The third and final section of decision I is entitled “Order.” In this third section, the court dissolved the marriage and ordered the manner in which the property would be divided between the parties. The court’s orders, however, were silent as to the securities account described in paragraph eleven of its findings. In other words, the court did not include the securities account in the order section of decision I.

The defendant filed a motion to clarify on January 3, 2001, a little more than two months after the court rendered judgment. In that motion to clarify, the defendant pointed out the apparent inconsistency between the court’s findings and orders regarding the securities account. Specifically, the defendant stated: “The [decision] . . . does not provide when the plaintiff is to pay the defendant for his share of the appreciation in those securities.” The defendant’s motion requested a clarification of the court’s decision that would order the plaintiff to “immediately pay the defendant $33,000, plus interest from October 27,2000, representing his one-half on the appreciation in the plaintiffs securities . . . .”

On January 12, 2001, the plaintiff objected to the defendant’s request on the grounds that (1) the court’s orders were not ambiguous, thus obviating the need for a clarification, citing Rosato v. Rosato, 40 Conn. [107]*107App. 533, 671 A.2d 838 (1996), rev’d, 255 Conn. 412, 766 A.2d 429 (2001),2 and (2) the request would result in an impermissible modification of the property division in that assignments of property can be made only at the time of the dissolution decree, citing Croke v. Croke, 4 Conn. App. 663, 664-65, 496 A.2d 235 (1985). The court heard argument on the defendant’s motion on January 16, 2001.

On February 1,2001, the court issued a memorandum of decision (decision II) regarding the defendant’s motion to clarify. In setting forth the applicable law, the court noted first that motions for clarification are proceduraily proper, even though not specifically described in the rules of practice. Holcombe v. Holcombe, 22 Conn. App. 363, 366, 576 A.2d 1317 (1990). The court cited Blake v. Blake, 211 Conn. 485, 494, 560 A.2d 396 (1989), for the proposition that “under the common law, judgments may be ‘corrected’ at any time.”3 Finally, the court stated that “[w]hether the defendant characterizes the motion as one to correct or clarify, the court must examine the practical effect of the ruling. Jaser v. Jaser, 37 Conn. App. 194, 202, 655 A.2d 790 (1995).”
· · ·
DIRECTIVE A:
Answer these questions using the court opinion excerpt:
(i) What is the title of the third section of decision I?
(ii) On what date did the defendant file the motion to clarify?
(iii) On what date did the court hear argument on that motion?
DIRECTIVE B: Summarize the court opinion excerpt in two sentences.
DIRECTIVE C: Reproduce the part of the court opinion excerpt that begins at the words "The third and" and ends after "of decision I.".

STORED DATA:
· · ·
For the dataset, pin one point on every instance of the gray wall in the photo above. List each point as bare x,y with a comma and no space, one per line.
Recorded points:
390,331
· · ·
EXPECTED OUTPUT A:
(i) "Order."
(ii) January 3, 2001.
(iii) January 16, 2001.

EXPECTED OUTPUT B: The order section of decision I dissolved the marriage and divided the property, but it did not mention the securities account, so the defendant moved to clarify and asked that the plaintiff be ordered to pay him $33,000 plus interest for his half of the appreciation. The plaintiff objected that the orders were not ambiguous and that the request would impermissibly modify the property division, and after hearing argument the court issued decision II on the motion.

EXPECTED OUTPUT C:
The third and final section of decision I is entitled “Order.” In this third section, the court dissolved the marriage and ordered the manner in which the property would be divided between the parties. The court’s orders, however, were silent as to the securities account described in paragraph eleven of its findings. In other words, the court did not include the securities account in the order section of decision I.